[Excerpts from point annotation data]
/---

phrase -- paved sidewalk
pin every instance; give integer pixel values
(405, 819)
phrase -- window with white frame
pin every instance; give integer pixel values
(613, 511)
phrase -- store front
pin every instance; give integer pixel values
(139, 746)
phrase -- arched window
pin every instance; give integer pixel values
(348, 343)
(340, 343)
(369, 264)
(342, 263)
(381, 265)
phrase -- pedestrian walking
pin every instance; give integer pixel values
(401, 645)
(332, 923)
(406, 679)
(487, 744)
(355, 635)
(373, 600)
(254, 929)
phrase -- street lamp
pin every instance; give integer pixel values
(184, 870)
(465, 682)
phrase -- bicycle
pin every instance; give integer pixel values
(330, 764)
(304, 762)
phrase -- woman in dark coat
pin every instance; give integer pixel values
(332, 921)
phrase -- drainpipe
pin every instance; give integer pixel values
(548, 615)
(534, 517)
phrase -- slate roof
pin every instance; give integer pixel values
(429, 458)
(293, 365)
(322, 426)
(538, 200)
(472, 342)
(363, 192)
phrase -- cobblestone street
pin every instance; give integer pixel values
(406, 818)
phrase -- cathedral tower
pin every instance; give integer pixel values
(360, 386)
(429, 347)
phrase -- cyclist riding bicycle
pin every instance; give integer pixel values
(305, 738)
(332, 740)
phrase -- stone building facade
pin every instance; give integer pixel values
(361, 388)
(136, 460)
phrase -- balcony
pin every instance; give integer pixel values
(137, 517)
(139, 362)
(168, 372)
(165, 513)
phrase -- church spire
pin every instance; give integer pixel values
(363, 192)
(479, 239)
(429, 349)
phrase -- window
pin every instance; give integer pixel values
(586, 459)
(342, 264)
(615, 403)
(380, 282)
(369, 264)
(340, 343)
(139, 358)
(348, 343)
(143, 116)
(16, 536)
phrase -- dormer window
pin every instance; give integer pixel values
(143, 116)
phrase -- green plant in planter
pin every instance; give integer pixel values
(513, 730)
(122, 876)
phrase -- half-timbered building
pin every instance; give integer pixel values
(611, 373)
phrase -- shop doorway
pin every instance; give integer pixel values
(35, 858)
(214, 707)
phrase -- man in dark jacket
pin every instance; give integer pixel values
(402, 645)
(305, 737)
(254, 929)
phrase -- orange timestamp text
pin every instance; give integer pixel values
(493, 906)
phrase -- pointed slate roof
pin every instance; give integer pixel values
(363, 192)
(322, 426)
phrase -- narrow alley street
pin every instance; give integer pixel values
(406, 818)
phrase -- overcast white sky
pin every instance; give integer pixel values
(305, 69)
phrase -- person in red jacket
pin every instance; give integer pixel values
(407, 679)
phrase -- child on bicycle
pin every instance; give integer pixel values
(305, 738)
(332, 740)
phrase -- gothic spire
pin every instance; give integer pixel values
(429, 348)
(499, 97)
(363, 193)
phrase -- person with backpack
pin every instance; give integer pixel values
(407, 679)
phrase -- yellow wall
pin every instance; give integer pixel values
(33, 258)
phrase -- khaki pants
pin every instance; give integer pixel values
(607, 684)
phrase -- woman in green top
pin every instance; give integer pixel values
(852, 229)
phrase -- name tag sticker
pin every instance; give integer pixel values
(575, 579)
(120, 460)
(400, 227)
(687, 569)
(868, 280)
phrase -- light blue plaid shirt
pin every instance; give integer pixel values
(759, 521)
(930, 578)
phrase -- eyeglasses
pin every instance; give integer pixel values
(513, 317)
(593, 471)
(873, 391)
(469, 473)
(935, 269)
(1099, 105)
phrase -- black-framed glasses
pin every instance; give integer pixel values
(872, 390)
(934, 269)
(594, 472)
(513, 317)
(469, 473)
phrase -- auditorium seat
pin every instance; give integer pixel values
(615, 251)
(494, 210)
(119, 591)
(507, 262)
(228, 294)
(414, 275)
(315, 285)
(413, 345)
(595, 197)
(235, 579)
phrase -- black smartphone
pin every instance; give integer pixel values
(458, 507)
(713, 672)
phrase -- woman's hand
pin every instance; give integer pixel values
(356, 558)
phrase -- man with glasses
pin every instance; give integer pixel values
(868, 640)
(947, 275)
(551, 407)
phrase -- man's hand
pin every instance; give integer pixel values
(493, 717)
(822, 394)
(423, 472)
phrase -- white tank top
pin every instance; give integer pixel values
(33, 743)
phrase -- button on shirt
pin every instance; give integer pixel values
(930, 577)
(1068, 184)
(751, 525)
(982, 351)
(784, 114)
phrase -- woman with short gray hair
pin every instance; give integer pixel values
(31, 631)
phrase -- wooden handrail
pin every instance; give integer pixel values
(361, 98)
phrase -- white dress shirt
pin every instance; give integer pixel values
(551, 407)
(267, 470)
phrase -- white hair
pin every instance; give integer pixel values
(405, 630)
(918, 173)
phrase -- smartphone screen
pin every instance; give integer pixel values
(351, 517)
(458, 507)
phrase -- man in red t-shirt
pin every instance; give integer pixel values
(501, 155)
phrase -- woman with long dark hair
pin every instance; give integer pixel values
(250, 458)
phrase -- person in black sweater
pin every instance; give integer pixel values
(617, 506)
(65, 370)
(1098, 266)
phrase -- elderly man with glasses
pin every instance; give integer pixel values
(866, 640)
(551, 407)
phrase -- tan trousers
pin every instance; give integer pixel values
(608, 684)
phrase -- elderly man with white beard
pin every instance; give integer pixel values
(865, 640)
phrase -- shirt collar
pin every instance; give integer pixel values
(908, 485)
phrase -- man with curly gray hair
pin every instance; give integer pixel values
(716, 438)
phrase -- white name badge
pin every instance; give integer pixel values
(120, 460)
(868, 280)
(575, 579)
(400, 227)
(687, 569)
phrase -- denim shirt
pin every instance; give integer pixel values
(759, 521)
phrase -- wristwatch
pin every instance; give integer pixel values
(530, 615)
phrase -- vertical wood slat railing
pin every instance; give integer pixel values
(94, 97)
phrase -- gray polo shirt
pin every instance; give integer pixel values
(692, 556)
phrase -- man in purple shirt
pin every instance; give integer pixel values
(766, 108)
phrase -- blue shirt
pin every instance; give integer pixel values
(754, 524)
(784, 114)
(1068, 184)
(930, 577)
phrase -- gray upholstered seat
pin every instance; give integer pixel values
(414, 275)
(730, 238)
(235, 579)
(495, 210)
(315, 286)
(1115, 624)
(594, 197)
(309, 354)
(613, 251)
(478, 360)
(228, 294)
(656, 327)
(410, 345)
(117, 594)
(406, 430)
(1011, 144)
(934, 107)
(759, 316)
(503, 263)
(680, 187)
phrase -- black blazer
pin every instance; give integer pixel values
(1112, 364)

\---
/---

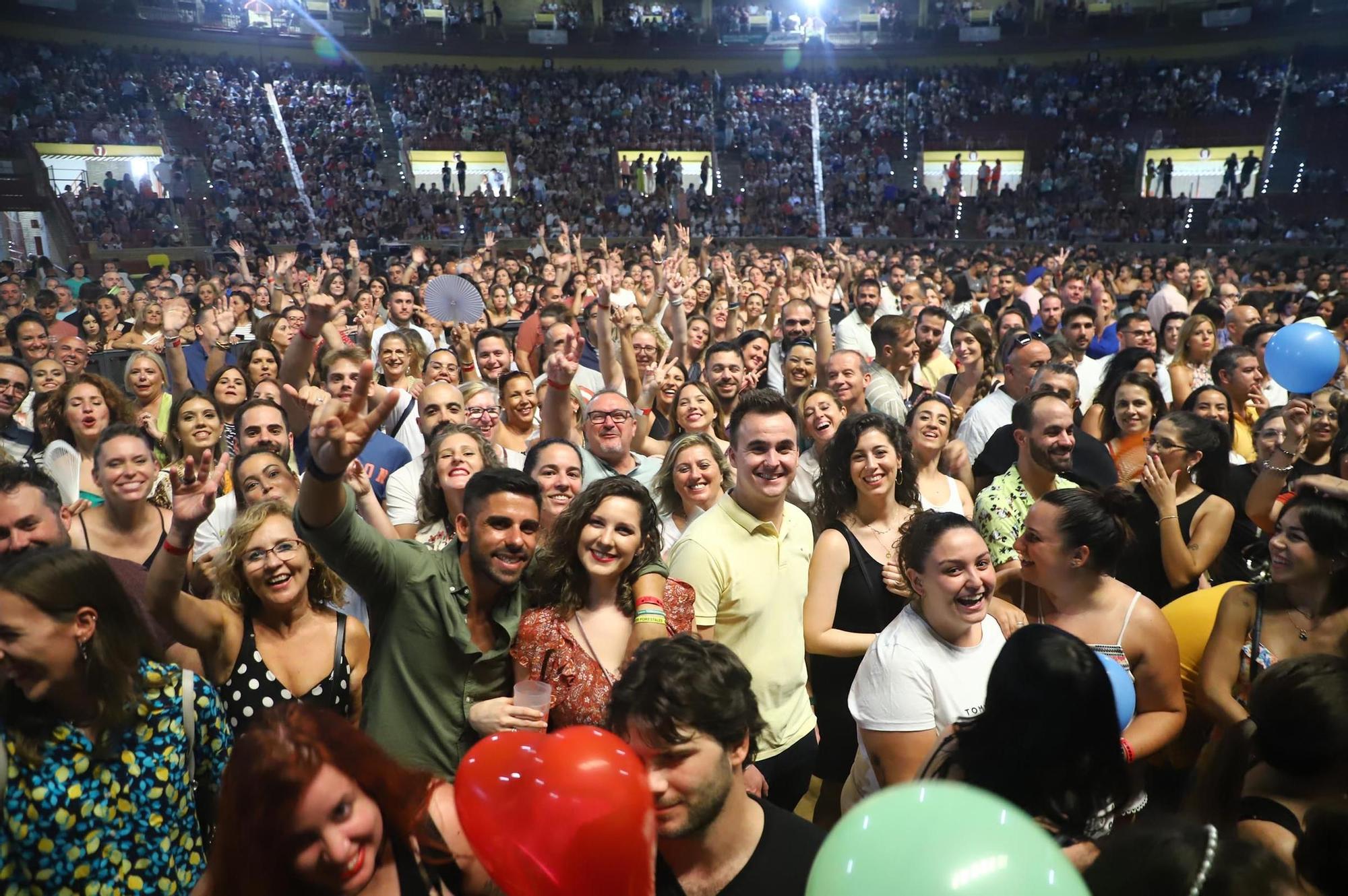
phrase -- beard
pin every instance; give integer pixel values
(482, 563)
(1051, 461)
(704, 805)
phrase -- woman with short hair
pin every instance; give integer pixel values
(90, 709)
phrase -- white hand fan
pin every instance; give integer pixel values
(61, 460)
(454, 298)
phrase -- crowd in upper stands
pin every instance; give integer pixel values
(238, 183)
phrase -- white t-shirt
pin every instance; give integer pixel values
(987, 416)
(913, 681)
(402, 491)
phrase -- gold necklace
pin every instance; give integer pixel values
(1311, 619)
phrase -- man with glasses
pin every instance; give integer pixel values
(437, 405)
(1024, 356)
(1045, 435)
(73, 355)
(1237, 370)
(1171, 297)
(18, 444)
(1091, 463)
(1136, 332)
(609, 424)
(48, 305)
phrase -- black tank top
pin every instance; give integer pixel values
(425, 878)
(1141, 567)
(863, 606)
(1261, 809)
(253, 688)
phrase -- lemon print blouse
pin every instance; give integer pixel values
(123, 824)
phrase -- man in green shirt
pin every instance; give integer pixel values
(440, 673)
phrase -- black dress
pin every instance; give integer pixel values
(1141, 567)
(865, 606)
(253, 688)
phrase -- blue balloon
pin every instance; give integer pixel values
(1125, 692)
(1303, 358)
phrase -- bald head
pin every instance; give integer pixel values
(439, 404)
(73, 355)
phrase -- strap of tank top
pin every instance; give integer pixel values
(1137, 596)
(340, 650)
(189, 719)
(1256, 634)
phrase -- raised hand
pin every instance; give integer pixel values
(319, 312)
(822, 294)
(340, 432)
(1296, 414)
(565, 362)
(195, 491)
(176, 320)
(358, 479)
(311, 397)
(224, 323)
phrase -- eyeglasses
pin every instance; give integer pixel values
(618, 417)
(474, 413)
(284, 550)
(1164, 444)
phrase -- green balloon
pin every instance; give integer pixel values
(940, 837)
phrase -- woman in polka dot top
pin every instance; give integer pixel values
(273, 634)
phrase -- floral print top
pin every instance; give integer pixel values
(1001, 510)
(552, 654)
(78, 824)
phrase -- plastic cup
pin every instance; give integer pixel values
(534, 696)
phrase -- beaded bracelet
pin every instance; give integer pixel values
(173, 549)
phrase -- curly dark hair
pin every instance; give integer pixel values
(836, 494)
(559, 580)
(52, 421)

\---
/---

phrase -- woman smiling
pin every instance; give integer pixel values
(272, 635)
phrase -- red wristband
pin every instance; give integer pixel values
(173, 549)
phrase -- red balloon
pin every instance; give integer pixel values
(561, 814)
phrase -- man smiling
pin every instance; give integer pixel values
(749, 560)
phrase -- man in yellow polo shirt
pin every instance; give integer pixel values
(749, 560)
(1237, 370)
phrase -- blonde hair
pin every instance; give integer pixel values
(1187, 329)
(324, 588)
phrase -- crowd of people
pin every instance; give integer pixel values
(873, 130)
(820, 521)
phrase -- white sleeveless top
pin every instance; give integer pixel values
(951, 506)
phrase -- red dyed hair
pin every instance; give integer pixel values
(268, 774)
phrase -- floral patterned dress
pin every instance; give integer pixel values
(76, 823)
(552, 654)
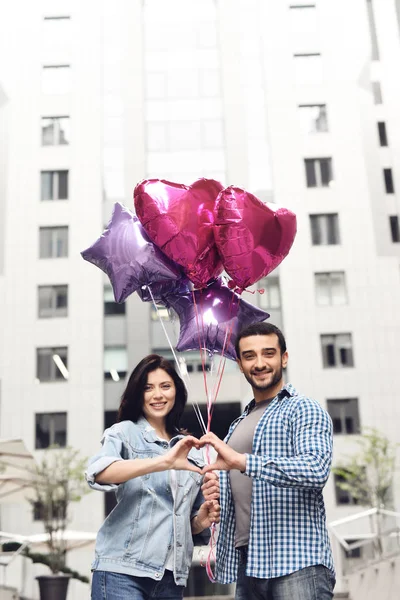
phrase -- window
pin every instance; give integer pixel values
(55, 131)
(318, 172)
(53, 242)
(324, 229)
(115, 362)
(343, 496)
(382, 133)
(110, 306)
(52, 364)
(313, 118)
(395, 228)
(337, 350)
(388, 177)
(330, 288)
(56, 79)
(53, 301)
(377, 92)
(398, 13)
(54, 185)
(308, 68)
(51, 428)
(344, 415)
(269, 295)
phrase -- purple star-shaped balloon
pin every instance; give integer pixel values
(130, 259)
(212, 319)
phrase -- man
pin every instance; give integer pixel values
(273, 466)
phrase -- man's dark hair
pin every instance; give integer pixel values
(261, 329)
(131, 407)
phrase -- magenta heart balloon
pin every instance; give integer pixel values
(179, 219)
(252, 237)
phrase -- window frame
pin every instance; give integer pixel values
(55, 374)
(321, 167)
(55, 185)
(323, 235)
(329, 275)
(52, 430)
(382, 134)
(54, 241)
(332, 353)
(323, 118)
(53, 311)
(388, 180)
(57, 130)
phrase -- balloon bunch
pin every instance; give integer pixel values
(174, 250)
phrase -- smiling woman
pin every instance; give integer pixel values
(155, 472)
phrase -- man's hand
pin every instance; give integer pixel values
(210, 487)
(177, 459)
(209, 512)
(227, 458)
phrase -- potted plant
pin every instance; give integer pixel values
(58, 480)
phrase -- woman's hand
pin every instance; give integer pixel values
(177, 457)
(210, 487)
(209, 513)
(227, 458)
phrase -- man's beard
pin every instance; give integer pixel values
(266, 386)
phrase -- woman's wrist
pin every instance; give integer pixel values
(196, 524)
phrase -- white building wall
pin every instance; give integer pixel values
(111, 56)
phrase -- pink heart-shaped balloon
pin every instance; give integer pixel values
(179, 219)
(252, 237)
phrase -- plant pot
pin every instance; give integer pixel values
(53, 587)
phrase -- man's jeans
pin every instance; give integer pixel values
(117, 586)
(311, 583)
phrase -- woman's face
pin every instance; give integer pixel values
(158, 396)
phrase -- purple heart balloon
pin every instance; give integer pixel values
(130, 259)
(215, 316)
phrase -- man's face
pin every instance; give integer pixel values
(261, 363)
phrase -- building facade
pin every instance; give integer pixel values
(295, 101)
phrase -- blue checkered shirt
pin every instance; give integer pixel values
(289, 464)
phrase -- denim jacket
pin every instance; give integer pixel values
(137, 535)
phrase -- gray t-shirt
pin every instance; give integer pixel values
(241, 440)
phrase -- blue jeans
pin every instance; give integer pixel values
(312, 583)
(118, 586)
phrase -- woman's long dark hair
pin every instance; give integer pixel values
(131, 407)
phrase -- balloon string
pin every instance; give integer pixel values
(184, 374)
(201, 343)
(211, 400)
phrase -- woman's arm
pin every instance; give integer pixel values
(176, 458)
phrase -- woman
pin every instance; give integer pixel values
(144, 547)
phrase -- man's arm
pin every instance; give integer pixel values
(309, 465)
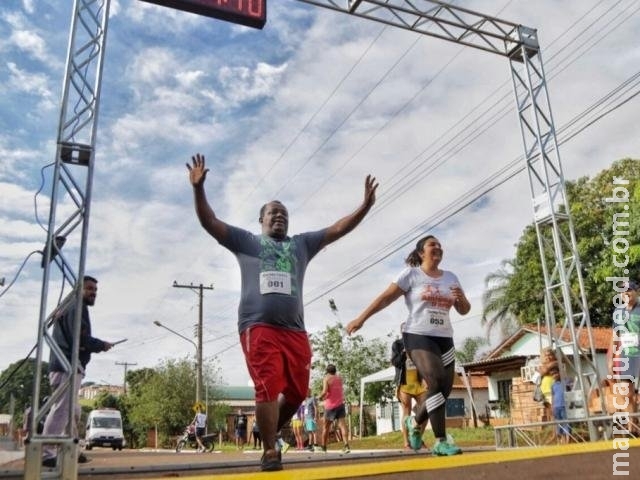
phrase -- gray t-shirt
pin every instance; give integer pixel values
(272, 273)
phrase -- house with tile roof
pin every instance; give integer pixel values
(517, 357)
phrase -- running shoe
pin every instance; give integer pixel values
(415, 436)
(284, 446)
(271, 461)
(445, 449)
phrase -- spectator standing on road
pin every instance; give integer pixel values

\---

▶ AIM OF THE EXERCISE:
Collect every line above that contains the word "blue".

▶ RESULT OF THE EXERCISE:
phrase -- light blue plaid shirt
phrase -- blue shirt
phrase -- blue balloon
phrase -- blue checkered shirt
phrase -- blue jeans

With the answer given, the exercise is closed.